▸ **Exercise**: The data below is to be returned in full and exactly.

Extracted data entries
──────────────────────────────

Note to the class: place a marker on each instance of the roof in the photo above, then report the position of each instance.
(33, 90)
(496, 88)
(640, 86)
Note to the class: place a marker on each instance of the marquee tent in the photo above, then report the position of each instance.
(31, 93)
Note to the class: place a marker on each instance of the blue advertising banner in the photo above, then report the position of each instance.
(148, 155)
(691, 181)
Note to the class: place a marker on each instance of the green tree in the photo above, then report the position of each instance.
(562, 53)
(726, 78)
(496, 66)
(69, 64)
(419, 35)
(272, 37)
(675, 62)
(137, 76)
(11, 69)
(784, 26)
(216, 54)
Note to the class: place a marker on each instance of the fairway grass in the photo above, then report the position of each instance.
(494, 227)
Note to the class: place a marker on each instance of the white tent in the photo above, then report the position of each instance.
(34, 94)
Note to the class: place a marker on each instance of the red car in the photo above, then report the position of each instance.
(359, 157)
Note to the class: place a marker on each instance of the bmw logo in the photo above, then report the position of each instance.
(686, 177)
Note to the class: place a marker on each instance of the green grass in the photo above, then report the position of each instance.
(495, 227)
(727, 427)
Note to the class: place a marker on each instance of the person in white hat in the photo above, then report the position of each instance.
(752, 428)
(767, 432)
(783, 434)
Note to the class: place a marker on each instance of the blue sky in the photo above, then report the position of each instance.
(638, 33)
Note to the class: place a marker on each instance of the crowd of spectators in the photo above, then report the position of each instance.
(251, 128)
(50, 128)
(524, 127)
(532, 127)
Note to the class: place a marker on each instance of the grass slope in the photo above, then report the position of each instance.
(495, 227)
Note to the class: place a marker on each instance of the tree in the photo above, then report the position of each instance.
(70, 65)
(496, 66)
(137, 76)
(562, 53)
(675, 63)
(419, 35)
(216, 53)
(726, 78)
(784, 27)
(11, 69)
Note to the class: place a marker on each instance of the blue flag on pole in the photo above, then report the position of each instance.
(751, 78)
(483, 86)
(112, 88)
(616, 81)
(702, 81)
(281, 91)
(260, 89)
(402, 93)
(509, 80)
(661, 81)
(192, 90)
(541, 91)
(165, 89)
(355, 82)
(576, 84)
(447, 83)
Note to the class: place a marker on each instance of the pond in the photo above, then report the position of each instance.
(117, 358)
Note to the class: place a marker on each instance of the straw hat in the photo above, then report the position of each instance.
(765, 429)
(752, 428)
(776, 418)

──────────────────────────────

▸ **Output below**:
Note to the class: place a marker on each instance of the roof in the photo above, then report the position of each instance.
(33, 90)
(496, 88)
(640, 86)
Note to the class: place a marker on each instance of the marquee tent in the photo above, then report the position of each instance.
(31, 93)
Note to the class: place a marker on each instance of the blue advertising banner in the photo above, then report the position of each instance.
(148, 155)
(691, 181)
Note to the class: place a marker on each instance of the green tree in the photo above, then report the position of each instance.
(562, 53)
(726, 78)
(496, 66)
(69, 64)
(419, 35)
(272, 37)
(675, 62)
(137, 76)
(11, 69)
(784, 26)
(216, 54)
Note to the class: place a marker on each instance of the fairway grass in the photo above, then report the position of each instance.
(494, 227)
Note to the class: place a marker on each instance of the white tent in the photo above, then report the position of each instance.
(34, 94)
Note to the class: place a marker on each instance of the red car in the photo above, then report the position of each instance.
(359, 157)
Note to the class: place a marker on each instance of the bmw logo in the photo above, then report the position of each instance.
(686, 177)
Note to the class: place a marker on each instance of the green grass in the photo above, then report the position of each instance.
(495, 227)
(727, 427)
Note to the class: place a marker on each instance of the person in white hat in the photo above, then report the position of each instance.
(752, 428)
(767, 432)
(783, 434)
Note to the class: place a marker on each instance of the blue sky in the photo above, then report the position of each instance.
(638, 33)
Note to the class: place a marker on each instance of the crowd of spectators in the photo above, then report the position of each instance.
(251, 128)
(50, 128)
(524, 127)
(532, 127)
Note to the class: place a marker on each instance of the grass slope in the photo above, then report the position of each instance.
(495, 227)
Note to the class: place a marker on each instance of the tree in the photo above, then report the position of each instance.
(70, 65)
(496, 66)
(137, 76)
(562, 53)
(675, 63)
(419, 35)
(216, 53)
(726, 78)
(784, 27)
(11, 69)
Note to the class: place a marker on each instance of the blue flag on pole in the photo above, then report the position of each instance.
(751, 78)
(483, 86)
(112, 88)
(616, 81)
(702, 81)
(281, 91)
(260, 89)
(402, 93)
(509, 80)
(661, 81)
(192, 90)
(541, 91)
(165, 89)
(355, 82)
(576, 84)
(447, 83)
Note to the class: place a marker on each instance of the pond in the photo above, then report the position of each instance.
(117, 358)
Note to the class: place a marker on each instance of the straw hat in the photo above, then report the position of each instance.
(765, 429)
(752, 428)
(776, 418)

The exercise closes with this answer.